= Exercise description =
In your copy of the data below, reproduce every entry exactly and omit the pictures.

(Point localization data)
☆ ☆ ☆

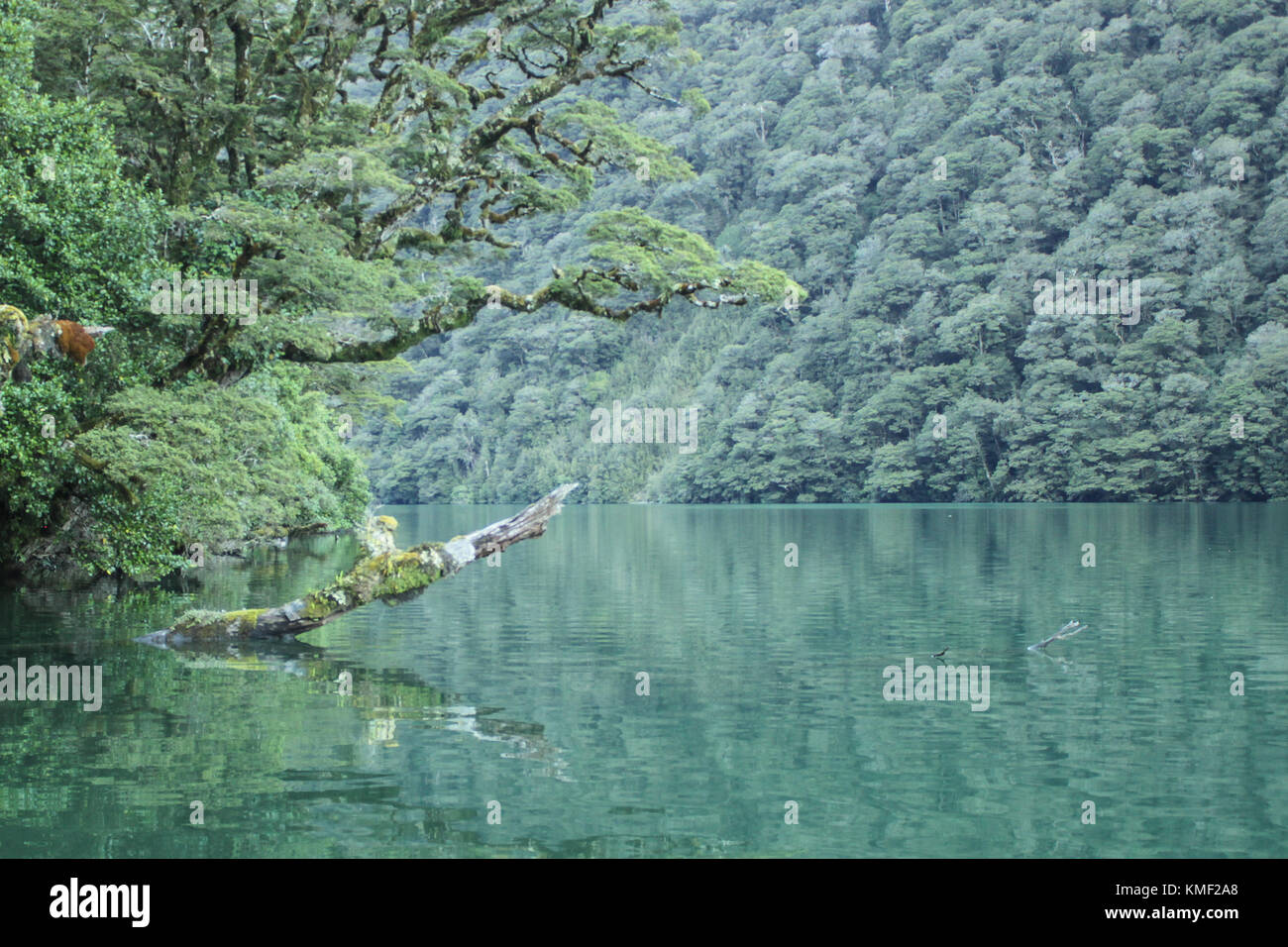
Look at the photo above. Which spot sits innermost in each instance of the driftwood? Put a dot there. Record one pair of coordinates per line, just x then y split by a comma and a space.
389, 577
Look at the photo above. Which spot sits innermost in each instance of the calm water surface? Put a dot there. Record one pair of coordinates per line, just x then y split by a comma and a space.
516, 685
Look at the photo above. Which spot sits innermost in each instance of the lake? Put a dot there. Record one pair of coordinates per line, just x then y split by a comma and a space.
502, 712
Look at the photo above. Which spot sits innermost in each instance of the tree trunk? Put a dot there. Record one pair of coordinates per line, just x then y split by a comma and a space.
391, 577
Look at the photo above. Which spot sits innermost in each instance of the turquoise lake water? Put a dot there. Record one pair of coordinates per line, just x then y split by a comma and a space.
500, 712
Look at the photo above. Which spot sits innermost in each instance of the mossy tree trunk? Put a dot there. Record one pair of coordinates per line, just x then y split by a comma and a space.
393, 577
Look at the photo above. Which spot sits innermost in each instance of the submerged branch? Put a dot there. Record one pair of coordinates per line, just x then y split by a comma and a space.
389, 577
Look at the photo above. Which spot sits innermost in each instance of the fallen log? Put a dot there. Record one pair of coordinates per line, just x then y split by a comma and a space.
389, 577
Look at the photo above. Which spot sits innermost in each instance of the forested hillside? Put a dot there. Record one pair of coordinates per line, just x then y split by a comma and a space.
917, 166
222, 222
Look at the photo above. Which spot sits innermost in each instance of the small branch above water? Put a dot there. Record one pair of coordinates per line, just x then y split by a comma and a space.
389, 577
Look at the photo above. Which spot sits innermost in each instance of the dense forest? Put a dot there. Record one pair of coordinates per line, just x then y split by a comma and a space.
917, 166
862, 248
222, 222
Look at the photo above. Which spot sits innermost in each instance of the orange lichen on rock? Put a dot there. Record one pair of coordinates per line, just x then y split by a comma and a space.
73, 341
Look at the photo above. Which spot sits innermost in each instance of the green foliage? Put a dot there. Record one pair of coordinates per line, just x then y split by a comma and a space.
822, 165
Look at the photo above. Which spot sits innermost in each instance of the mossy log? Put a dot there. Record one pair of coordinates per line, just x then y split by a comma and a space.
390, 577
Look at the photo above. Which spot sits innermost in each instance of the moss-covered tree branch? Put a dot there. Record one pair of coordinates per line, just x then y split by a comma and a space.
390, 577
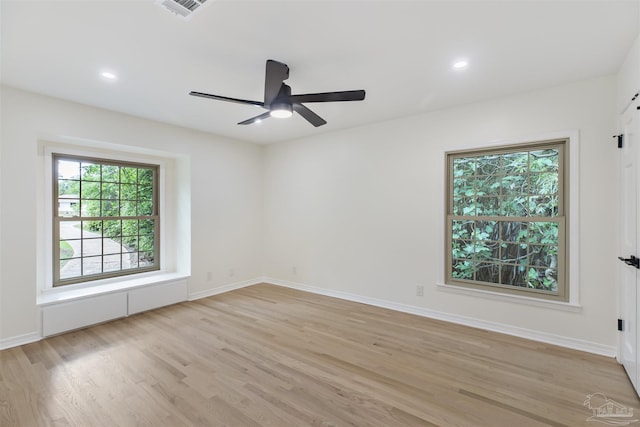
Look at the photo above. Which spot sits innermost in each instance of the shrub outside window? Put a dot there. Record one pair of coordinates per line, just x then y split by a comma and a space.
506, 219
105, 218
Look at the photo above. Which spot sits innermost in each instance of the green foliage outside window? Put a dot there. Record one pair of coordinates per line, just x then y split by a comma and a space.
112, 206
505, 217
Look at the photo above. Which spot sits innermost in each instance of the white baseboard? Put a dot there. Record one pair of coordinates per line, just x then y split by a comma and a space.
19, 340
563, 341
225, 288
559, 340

☆ ☆ ☆

= Result for this exercise =
Look at the photo above. Which spot sits innermost in each instance of the driftwood? Put a dot there. Record one pair of coordinates per line, just x then y split by a comma and a space.
389, 577
Look at the photo above. Which spot sits innermost in each instance of the calm water surface? Put a dot there. Record one pair of coordinates per line, just x then y split by a comma and a space.
516, 685
Look at the photo above. Which spot sits innermost in each instance of the lake? Put a dot there. Record one pair of coordinates per line, just x then y split by a comma and a space.
502, 712
Look at the photo above. Which spot sits innermost in each instance of the tree trunk? Put a dot there. Record one pair of coordinates per line, just x then y split by a comma and a space.
391, 577
Look at the photo above. Which spot sits innermost in each instance of the turquoise lake water? Put a dot there. Record one pair of coordinates per line, just x then y split by a comma and a space.
500, 712
Look at the photo above. Which spot sits innermost in each instance of the mossy tree trunk? Put a dot there. Record one pair of coordinates per line, just x then y split by a comma and a space.
393, 577
Look at the photo above. Which spot sits innermost in each instance of the submerged branch? Put a dot there. Record one pair of coordinates per line, just x then y split by a comma and a space.
389, 577
Look at the photo above. Which spot sits innermost in each instance of the fallen log? Put a dot there. Record one pair of coordinates per line, just x then y split by a comma and a space.
389, 577
Look at the photo above. Which spot sits innermost in each instance of the forested hillside? Put a dot there. Record one pair of coordinates per line, just x then y split by a comma and a space.
917, 166
222, 222
Look at the photo above. Which spot sits innermost in each instance of the small branch above water? Put a dot there. Record one pair of coordinates per line, just x then y split by a comma and a space.
389, 577
Look at the photo above. Which spot sits innermost in each instance of the dense forest? Put a dot there. Record one pair of coordinates per line, just x then y split by a comma and a space.
917, 166
862, 248
222, 222
Look at the photo above. Which spot sits innermost in each instance of the orange lichen on rock? Put a dot there. Record one pair of coordinates per line, just x then y split by a comma and a space.
73, 341
Look at the photo above. Which spot sits innermost in each instance of the green foliage? Put a dot there. Record one pair of coordinates per line, just x then y split by a comma and a space.
822, 165
Look at the photo above. Which spot sits innermost in each instance of the mossy log? Put a dot there. Record one pair of coordinates per line, just x then y split by a comma and a space.
390, 577
Look at the photo above. Which spot sits innermost in each instance of the moss-covered tree branch? Put a dot there. Record one pair of coordinates per line, just x then y split by a comma and a space.
390, 577
Look at the photo above. Which spot sits innermost in each instance of the shrub outside window? Put a dot there. Record one pair of coordinates per line, just x then y split by a comma and a space.
506, 219
105, 218
Look at the photo above. Which spot sits innermost in each instance of the green foliage outside window? Put a dot there. Record one pair of coordinates per line, just x then y split by a comma and a space.
112, 206
505, 217
Look at the photo above. Which spot sits innermost in each instance of the white baseboard? Put a dot there. Record one pair of coordinates per line, just x then y split by a comma and a space.
19, 340
563, 341
225, 288
559, 340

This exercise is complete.